## RECORDS TO USE
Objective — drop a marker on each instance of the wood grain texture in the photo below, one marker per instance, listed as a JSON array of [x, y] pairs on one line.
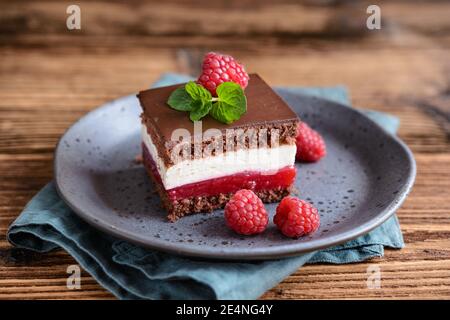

==

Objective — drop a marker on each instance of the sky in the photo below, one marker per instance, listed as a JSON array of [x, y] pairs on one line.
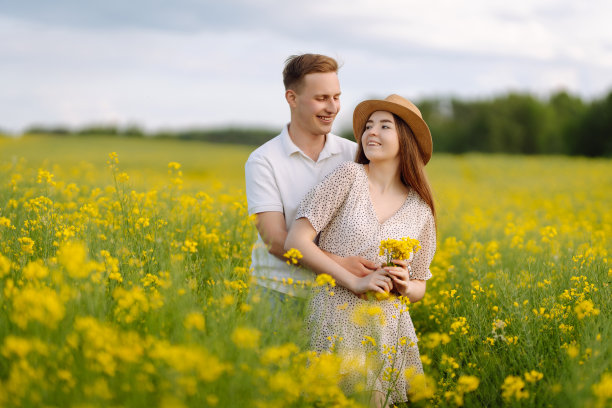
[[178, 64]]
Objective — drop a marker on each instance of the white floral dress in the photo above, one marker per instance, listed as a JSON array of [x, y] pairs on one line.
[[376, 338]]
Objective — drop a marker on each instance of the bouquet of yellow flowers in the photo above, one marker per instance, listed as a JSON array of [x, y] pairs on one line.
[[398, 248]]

...

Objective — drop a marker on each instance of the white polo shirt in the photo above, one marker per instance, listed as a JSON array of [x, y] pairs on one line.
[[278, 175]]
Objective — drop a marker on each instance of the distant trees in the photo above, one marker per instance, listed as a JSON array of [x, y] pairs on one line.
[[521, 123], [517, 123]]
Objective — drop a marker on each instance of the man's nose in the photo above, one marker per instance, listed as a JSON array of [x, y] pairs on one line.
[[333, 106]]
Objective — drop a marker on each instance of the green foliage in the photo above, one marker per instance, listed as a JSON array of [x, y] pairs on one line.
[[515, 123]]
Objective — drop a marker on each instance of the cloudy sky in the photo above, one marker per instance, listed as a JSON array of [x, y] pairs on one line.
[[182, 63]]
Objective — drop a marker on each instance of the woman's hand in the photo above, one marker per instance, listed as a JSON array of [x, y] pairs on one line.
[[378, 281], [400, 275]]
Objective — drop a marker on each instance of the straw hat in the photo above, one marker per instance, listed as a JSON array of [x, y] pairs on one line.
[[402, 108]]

## WRITTEN TASK
Copy the records verbatim, from the line containing "Objective — drop a marker on each instance of the green" through the line containing "[[182, 63]]", both lines included.

## THE RESULT
Objective — drop a marker on each instance of the green foliage in the photo above, one marker per instance, listed as a JSON array of [x, y] pairs on one line.
[[515, 123]]
Objective — drop a marker on each instance of the cloudy sky in the photo above, one marker per instance, listed as a JSON array of [x, y] pairs on one line.
[[182, 63]]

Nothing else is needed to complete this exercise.